* [CONSIGNES DE L'EXERCICE]:
1. Selon l'éditorial sur la mission de Lakhdar Brahimi, dans quel pays le Conseil national syrien est-il installé ?
2. Énumérez tous les acteurs qui, d'après l'éditorial sur la mission de Lakhdar Brahimi, soutiennent officiellement cette mission.
3. Dans l'éditorial sur la mission de Lakhdar Brahimi, recopiez le passage qui commence par "L'absence d'autonomie du" et se termine par "monarchies du Golfe et des Occidentaux.", en remplaçant "admonestations" par "mises en garde".

Syrie
Tirs de sommation
M.
Saadoune
Lakhdar
Brahimi
Mardi 21 août 2012
En acceptant la
mission d'essayer de trouver une
solution à une crise syrienne dont les
fils qui échappent désormais largement
aux Syriens, le diplomate algérien,
Lakhdar Brahimi, a pris un grand risque.
Sa qualité «d'Arabe» ne constitue pas
vraiment un «plus» par rapport aux
atouts dont disposait Kofi Annan et qui
se sont avérés vains. Lakhdar Brahimi
vient de subir une attaque virulente et
totalement injustifiée de la part du
Conseil national syrien (CNS), installé
en Turquie et politiquement sous orbite
des pays du Golfe et des Occidentaux.
C'est tout simplement un tir de
sommation alors même que le diplomate
algérien n'a même pas commencé sa
mission.
L'absence d'autonomie du CNS ne dispense
pas de prendre au sérieux ses
admonestations car il est devenu, de
facto, le«messager» des exigences des
monarchies du Golfe et des Occidentaux.
En l'occurrence, le message transmis par
Doha, Ryadh et les capitales
occidentales est clair et net : Lakhdar
Brahimi doit exiger le départ de Bachar
Al-Assad comme un «préalable» pour
accomplir sa mission. En demandant à
Lakhdar Brahimi de «s'excuser» pour ne
pas avoir dit que Bachar Al-Assad «doit
partir», le CNS lui dicte les exigences
des capitales occidentales et arabes
impliquées dans le conflit syrien. C'est
un tir qui risque d'être suivi par
d'autres. Officiellement, tout le monde,
Occidentaux, Arabes, Russes, Chinois et…
Damas, soutient la mission de Lakhdar
Brahimi. Mais nul n'ignore que c'était
aussi «officiellement» le cas pour Kofi
Annan. Et que si ce dernier a «échoué»,
c'est uniquement parce qu'il a
sérieusement pris sa mission de
«médiateur» au sens le plus juste du
mot.

* [DONNÉES FOURNIES]:
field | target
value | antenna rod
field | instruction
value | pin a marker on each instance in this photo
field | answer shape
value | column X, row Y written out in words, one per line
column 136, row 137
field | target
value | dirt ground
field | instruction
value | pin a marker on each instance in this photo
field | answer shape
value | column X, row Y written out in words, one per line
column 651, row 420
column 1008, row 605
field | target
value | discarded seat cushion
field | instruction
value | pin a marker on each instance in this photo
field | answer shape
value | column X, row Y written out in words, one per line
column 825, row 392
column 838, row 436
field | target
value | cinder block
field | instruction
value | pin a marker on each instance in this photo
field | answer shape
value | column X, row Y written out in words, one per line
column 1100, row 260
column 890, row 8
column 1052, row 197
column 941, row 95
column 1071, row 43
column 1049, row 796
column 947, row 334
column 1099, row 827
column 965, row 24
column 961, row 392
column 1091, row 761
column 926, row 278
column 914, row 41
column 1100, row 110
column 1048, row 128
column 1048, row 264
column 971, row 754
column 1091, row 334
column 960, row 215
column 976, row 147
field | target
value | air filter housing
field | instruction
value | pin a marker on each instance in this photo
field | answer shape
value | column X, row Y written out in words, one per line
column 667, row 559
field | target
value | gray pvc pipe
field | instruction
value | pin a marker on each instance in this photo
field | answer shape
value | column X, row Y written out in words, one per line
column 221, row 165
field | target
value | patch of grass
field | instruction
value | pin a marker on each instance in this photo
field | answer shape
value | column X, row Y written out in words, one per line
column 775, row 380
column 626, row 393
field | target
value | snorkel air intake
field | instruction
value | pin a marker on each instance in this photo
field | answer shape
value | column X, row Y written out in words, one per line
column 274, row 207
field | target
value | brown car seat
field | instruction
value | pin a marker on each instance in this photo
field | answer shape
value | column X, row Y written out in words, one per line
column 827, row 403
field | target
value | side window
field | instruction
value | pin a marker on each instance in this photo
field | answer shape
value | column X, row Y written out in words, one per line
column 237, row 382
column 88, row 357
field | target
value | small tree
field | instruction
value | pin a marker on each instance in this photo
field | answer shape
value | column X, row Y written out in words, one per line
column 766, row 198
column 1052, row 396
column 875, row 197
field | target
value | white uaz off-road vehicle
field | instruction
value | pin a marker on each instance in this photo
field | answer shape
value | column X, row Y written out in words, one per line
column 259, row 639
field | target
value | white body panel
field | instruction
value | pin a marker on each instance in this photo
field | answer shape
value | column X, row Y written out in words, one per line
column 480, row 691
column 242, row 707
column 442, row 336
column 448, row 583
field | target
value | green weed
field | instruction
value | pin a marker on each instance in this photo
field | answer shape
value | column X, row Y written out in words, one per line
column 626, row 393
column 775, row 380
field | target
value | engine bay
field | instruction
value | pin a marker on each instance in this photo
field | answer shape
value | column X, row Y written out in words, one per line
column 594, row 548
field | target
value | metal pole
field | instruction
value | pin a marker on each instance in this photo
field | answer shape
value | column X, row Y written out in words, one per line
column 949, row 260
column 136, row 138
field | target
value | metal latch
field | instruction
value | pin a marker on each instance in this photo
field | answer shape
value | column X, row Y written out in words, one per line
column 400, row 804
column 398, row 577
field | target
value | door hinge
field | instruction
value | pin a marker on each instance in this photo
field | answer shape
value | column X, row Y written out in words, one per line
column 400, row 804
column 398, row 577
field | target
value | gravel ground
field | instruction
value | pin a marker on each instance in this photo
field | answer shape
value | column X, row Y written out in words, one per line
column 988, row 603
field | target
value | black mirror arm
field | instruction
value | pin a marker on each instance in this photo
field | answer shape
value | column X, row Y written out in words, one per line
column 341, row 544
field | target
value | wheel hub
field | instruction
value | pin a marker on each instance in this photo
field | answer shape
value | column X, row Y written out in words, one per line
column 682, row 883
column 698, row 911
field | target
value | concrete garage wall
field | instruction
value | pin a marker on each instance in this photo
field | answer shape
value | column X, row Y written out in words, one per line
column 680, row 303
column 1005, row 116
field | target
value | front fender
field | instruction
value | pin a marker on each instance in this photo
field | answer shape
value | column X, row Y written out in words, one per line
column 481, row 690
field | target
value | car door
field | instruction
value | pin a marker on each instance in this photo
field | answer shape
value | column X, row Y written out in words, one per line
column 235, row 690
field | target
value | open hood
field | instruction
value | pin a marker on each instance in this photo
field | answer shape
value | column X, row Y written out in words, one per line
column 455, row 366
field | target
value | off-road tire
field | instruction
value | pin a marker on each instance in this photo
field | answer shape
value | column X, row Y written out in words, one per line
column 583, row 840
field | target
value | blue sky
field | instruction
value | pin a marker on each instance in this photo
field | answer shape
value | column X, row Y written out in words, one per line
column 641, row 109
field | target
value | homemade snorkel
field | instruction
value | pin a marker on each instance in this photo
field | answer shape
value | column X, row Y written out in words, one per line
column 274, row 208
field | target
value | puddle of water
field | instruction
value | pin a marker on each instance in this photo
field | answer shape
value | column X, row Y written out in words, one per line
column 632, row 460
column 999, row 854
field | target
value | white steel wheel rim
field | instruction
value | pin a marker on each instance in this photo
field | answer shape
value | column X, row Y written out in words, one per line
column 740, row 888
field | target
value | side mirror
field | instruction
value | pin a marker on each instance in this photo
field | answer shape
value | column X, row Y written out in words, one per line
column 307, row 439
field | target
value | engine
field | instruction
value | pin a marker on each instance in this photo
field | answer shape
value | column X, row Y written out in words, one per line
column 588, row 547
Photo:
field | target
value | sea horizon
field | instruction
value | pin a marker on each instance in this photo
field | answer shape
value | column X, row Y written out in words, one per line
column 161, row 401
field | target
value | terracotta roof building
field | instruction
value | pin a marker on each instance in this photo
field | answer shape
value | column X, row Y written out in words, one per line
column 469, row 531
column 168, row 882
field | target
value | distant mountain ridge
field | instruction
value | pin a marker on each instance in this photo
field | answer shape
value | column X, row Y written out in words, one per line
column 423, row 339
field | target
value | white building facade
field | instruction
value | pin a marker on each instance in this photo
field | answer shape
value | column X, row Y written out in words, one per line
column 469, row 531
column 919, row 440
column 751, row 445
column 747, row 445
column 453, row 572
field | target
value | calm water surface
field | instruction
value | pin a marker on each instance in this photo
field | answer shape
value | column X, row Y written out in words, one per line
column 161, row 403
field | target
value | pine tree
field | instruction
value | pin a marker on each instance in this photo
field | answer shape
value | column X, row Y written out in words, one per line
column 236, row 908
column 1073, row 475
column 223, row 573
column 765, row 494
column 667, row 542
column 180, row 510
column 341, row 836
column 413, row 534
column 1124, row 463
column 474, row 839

* [CORRIGÉ DES EXERCICES]:
1. En Turquie.

2. Les Occidentaux, les Arabes, les Russes, les Chinois et Damas.

3.
L'absence d'autonomie du CNS ne dispense
pas de prendre au sérieux ses
mises en garde car il est devenu, de
facto, le«messager» des exigences des
monarchies du Golfe et des Occidentaux.